Excerpt:
Bernstein, please go ahead.

speaker
Unknown
Analyst

Great. Thanks a lot. Could you talk a little bit about the – the progress on labor and labor agenda you've been making, in particular, talking to the pace of hirings in like nurse and support staff in 24 and what the guidance is, what's implied in 25, maybe a little commentary on wage inflation. And then if you could just give a little background on what's the total exposure in the supplemental programs these days, and what would be the margin on Medicaid without those programs? Obviously, those are essential that kind of get to an appropriate margin level there. Thanks.

speaker
Mike
CFO

Yeah, let's cover labor first. You know, I think a good way to measure the progress we've been making is kind of looking at our use of premium labor or contract labor. And contract labor continues to improve. It was down 8% or so for the quarter to prior year. Our contract labor as a percentage of SWB was down to 4.6%. 4.5% in the quarter. And it really represents, I think, a lot of really good work that our teams have done, both in terms of improving the retention and reducing the turnover rates that we've seen over the last couple of years coming out of the pandemic, and a lot of good work on workforce development, including targeted hiring. Our workforce development plan is robust. We've talked in the past about that we're continuing to add Galen colleges of nurses in our key markets. We're continuing to see increases in enrollment in Galen, and we have a robust academic medicine plan where we go out and work with other nursing schools really across our markets. And we're a really large hire of graduate nurses. So I think overall, the labor agenda has gone and progressed really well. In terms of wages, in fourth quarter, the wages were stable. Wage inflation was stable. And our guidance really contemplates, if you think about our margin guidance, it really contemplates a steady operating environment as we head into 2025, including overall wage inflation being what I think is stable and rational. So we're in a good spot on labor. On Medicaid, I'll just mention this. When you take Total Medicaid reimbursement, including the effects of supplemental payment programs on Medicaid, we're still short of covering the cost of care around Medicaid. These programs are important, and they're important to the industry and not just HCA, but the wide range of not-for-profit and public hospitals across America. So that's where I'll leave on margins for Medicaid.

Exercise requirements:
(1) According to the excerpt, by roughly what percentage did contract labor decline for the quarter compared with the prior year?
(2) Update the excerpt by writing out the passage starting with "Bernstein, please go" and going on through "level there. Thanks.", with "support staff" changed to "clinical staff".
The listing that comes next has no connection to the excerpt.

Information shown:
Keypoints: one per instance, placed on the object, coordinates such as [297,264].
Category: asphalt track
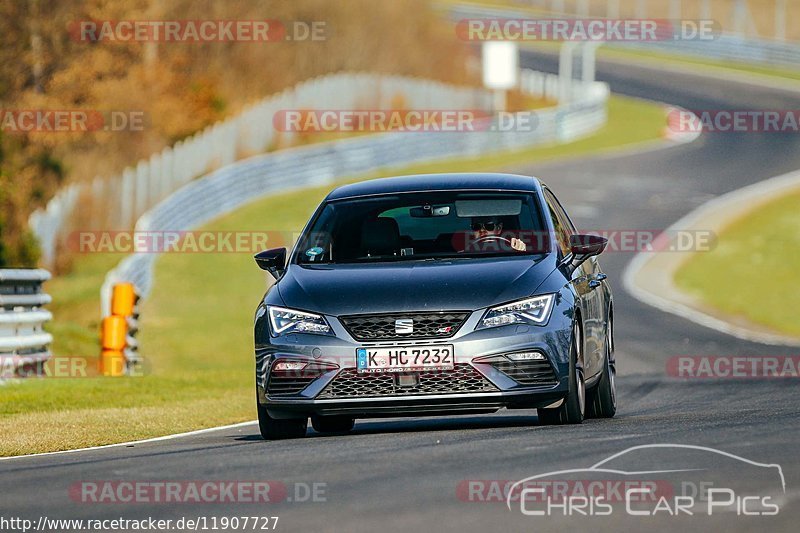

Answers to the problems:
(1) It declined by about 8%.

(2)
Bernstein, please go ahead.

speaker
Unknown
Analyst

Great. Thanks a lot. Could you talk a little bit about the – the progress on labor and labor agenda you've been making, in particular, talking to the pace of hirings in like nurse and clinical staff in 24 and what the guidance is, what's implied in 25, maybe a little commentary on wage inflation. And then if you could just give a little background on what's the total exposure in the supplemental programs these days, and what would be the margin on Medicaid without those programs? Obviously, those are essential that kind of get to an appropriate margin level there. Thanks.